### EXERCISE OBJECTIVE
Express the entries from the line with "the dark screen" through the end of the entries as a JSON list of strings, one string per line, leaving out blank lines.

Pointing records:
** start **

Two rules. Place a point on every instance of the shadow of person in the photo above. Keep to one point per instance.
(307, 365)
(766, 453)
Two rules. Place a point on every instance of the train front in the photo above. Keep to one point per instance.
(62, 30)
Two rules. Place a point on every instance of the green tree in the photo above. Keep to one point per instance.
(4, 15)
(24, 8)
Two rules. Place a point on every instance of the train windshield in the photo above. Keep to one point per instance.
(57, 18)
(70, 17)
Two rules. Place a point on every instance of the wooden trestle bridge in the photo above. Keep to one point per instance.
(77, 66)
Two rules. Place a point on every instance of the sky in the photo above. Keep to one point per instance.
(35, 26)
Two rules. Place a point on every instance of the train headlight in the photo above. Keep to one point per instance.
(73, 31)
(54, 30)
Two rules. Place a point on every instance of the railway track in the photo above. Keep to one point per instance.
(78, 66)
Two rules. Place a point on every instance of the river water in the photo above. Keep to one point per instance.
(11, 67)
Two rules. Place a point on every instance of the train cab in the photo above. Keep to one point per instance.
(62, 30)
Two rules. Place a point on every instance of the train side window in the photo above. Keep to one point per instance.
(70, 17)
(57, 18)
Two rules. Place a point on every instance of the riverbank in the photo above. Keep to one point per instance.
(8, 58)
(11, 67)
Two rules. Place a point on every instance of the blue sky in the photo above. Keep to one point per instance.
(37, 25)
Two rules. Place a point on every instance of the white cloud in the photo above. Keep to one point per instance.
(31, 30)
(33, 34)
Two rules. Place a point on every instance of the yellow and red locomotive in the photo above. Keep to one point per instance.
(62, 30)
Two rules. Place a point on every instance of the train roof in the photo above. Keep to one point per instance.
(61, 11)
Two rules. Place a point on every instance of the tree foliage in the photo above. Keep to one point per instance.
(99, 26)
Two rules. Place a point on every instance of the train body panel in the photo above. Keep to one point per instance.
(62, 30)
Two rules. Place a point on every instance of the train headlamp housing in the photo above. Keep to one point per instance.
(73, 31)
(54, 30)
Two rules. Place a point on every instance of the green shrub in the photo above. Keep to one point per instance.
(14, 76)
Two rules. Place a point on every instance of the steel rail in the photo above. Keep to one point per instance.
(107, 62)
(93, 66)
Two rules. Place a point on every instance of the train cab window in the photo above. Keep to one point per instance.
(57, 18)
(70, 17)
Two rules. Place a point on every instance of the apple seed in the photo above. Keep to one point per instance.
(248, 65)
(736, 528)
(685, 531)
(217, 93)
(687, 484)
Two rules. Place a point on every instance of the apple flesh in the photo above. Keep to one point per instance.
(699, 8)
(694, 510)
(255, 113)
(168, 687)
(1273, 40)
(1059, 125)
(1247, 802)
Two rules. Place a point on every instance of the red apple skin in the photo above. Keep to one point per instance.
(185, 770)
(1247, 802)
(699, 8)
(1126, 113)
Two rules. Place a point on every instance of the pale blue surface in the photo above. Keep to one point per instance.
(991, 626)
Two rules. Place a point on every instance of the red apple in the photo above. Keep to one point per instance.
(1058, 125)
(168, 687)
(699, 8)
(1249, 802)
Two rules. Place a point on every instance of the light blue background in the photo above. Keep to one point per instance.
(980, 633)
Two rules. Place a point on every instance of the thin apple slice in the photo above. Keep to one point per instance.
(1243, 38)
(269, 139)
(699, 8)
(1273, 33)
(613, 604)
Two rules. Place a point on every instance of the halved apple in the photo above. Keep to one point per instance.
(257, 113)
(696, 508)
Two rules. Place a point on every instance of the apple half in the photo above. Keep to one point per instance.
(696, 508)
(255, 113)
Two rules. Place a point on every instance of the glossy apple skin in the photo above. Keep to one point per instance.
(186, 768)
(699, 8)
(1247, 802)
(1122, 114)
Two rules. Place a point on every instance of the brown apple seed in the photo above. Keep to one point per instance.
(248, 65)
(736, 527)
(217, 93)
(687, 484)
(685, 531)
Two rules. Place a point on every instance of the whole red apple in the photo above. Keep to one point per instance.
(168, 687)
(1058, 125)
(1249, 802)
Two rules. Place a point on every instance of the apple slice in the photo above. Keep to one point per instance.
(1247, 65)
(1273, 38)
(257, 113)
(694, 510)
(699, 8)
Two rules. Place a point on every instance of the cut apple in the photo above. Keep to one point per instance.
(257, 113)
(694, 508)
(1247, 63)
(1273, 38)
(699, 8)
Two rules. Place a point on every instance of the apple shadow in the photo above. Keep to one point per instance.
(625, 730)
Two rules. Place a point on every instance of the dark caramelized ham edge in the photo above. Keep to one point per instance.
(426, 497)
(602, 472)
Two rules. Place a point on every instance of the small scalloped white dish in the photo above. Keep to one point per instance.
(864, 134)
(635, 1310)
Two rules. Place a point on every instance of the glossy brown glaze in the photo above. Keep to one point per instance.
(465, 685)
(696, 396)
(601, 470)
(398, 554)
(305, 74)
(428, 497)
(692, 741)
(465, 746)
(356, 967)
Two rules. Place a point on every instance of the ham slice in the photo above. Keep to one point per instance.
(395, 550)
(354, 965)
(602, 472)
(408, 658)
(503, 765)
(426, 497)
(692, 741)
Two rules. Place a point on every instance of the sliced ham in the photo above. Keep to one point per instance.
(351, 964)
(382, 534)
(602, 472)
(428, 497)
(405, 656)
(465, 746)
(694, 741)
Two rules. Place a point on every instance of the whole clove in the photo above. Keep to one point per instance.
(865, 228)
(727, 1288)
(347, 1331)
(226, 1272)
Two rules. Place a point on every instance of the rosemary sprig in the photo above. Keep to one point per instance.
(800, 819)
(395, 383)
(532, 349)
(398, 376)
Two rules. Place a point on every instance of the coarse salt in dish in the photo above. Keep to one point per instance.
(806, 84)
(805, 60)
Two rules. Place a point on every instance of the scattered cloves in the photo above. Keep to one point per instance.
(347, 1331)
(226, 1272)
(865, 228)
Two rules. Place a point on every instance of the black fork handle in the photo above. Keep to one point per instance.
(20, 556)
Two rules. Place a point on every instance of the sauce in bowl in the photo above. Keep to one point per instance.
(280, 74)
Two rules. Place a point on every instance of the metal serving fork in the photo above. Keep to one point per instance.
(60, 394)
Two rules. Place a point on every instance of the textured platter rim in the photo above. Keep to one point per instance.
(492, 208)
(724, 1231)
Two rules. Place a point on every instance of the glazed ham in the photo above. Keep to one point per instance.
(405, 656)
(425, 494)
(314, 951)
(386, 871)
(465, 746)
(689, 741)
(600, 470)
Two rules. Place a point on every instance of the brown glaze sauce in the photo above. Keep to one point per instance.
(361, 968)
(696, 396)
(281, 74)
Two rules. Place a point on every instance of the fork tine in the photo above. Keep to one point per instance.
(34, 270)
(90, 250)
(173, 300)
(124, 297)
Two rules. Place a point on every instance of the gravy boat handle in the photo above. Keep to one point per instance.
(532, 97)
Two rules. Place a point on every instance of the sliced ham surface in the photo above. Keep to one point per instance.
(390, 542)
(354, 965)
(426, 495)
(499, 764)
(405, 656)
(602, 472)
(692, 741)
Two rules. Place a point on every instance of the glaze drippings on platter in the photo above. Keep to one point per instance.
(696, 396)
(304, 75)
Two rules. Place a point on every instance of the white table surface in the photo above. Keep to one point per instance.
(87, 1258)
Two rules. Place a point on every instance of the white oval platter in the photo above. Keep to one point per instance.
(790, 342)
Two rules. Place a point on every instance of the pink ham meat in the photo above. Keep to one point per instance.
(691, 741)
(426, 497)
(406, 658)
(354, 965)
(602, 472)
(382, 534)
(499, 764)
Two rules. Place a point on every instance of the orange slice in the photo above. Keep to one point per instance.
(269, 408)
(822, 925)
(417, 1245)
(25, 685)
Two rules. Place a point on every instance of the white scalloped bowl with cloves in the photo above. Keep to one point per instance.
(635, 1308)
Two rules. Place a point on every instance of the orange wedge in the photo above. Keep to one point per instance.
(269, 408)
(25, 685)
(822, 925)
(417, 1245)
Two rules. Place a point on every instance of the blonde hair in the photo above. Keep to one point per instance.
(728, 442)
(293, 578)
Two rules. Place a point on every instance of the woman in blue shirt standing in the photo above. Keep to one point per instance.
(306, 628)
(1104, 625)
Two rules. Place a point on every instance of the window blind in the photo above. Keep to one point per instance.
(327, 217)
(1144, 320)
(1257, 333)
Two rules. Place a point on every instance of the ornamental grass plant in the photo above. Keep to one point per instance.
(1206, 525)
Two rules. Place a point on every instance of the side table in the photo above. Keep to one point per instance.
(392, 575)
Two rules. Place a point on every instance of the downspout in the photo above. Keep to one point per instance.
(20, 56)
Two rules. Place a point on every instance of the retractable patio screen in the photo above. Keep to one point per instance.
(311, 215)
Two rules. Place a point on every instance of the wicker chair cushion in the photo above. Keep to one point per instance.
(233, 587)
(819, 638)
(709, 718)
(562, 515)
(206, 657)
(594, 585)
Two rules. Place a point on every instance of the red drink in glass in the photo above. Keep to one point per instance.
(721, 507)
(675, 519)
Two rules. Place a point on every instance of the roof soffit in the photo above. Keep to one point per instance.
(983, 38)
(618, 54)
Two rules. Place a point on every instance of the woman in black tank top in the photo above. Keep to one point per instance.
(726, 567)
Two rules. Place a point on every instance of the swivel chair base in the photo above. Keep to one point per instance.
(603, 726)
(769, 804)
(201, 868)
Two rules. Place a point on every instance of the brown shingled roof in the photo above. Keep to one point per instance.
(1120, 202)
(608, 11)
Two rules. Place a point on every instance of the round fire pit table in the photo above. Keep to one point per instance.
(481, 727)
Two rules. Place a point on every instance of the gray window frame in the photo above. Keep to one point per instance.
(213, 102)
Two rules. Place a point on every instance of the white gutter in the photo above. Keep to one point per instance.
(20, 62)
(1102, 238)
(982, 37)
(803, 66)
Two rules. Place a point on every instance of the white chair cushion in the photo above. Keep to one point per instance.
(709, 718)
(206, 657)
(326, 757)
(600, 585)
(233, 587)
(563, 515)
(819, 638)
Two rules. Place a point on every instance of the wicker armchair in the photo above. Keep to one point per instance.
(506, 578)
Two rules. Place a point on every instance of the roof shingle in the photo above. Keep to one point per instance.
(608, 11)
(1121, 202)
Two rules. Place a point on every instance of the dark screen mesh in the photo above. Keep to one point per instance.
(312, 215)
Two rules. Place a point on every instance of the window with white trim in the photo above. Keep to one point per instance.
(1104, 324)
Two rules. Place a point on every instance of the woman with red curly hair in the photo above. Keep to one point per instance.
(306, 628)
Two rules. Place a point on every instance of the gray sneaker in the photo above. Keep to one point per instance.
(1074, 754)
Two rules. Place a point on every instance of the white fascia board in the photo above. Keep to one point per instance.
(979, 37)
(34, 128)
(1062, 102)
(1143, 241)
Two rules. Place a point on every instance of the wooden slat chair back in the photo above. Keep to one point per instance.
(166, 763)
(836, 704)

** end **

### RESPONSE TO THE EXERCISE
[
  "Two rules. Place a point on every instance of the dark screen mesh in the photo above. Keep to one point per instance.",
  "(312, 215)",
  "Two rules. Place a point on every instance of the window with white trim in the photo above. Keep to one point per instance.",
  "(1104, 324)",
  "Two rules. Place a point on every instance of the woman with red curly hair in the photo above. Keep to one point per instance.",
  "(306, 628)",
  "Two rules. Place a point on every instance of the gray sneaker in the photo above. Keep to one point per instance.",
  "(1074, 754)",
  "Two rules. Place a point on every instance of the white fascia board in the photo above. Keep to one point per instance.",
  "(979, 37)",
  "(34, 128)",
  "(1062, 102)",
  "(1143, 241)",
  "Two rules. Place a point on every instance of the wooden slat chair back in the photo above. Keep to one point per instance.",
  "(166, 763)",
  "(836, 704)"
]